• Challenge: Copy the listing below line for line, leaving every character unchanged.

--- START OF Working data ---

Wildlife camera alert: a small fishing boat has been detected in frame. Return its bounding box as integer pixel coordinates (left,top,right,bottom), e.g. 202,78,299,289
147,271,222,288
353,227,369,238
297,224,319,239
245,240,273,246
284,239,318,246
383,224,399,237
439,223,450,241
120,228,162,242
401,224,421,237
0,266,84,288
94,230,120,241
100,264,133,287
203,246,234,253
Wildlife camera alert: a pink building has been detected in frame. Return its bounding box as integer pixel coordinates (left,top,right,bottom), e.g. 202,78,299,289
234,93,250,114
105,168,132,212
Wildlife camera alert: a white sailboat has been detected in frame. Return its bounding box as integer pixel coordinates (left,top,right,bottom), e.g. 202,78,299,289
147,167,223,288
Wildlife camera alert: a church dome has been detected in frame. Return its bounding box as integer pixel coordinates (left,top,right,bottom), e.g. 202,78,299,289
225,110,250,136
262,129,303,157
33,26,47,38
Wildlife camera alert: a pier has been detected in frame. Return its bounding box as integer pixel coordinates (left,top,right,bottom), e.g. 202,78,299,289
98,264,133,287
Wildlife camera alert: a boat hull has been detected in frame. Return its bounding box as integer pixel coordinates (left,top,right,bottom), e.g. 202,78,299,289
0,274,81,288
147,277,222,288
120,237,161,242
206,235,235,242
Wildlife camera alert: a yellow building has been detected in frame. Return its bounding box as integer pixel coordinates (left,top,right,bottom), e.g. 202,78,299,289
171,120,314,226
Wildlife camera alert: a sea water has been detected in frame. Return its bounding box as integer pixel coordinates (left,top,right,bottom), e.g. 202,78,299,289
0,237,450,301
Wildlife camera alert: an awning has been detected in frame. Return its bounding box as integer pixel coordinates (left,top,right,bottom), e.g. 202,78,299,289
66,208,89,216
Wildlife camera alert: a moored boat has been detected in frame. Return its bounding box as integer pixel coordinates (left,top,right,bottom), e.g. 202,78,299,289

--- END OF Working data ---

• Task output:
Wildlife camera alert: a small fishing boat has been detected in frame. Return its bounding box as integer pixel coordinates (left,top,right,bottom), e.g. 202,78,299,289
147,271,222,288
353,227,369,238
297,224,319,239
245,240,273,246
284,239,318,246
383,224,399,237
439,223,450,241
120,228,162,242
401,224,421,237
0,266,84,288
94,230,120,241
100,264,133,287
203,246,234,253
Wildlife camera alert: a pink building has been detected in frame. Return its bounding box as integer pixel coordinates (left,top,right,bottom), e.g. 202,78,299,289
234,93,250,114
105,168,132,212
Wildlife camera alert: a white sailboat has been detected in frame. Return its bounding box as integer pixel coordinates (left,top,right,bottom), e.g. 202,78,299,289
147,167,223,288
Wildlife camera alert: a church dome has been detected in frame. Return its bounding box as integer pixel coordinates (left,top,right,bottom), e.g. 202,78,299,289
225,110,250,136
262,129,303,157
33,26,47,38
Wildlife camera alert: a pier has been detected in frame. Return its bounding box as integer pixel coordinates (left,top,right,bottom), e.g. 202,78,299,289
98,264,133,287
Wildlife camera alert: a boat hull has been detected in frame. Return its bounding box as integer pixel coordinates (left,top,right,bottom), e.g. 202,78,299,289
0,274,81,288
147,277,222,288
120,237,161,242
206,235,235,242
Wildlife camera alert: a yellow building has been detected in frame. Return its bounding box as integer pixel coordinates (left,top,right,bottom), e.g. 202,78,299,289
171,120,314,226
Wildlife camera alert: a sea water has been detected in frame. Return its bounding box as integer pixel coordinates (left,top,right,bottom), e.g. 202,78,299,289
0,237,450,301
Wildlife camera alert: an awning has been detected in frame. Return its bounding box as integer pixel coordinates (left,top,right,bottom), e.g. 202,78,299,289
66,208,89,216
Wildlife camera alert: a moored boat has been detected in frame. Return its bounding box as integer pixel coordinates (left,top,right,bottom), e.g. 202,78,299,289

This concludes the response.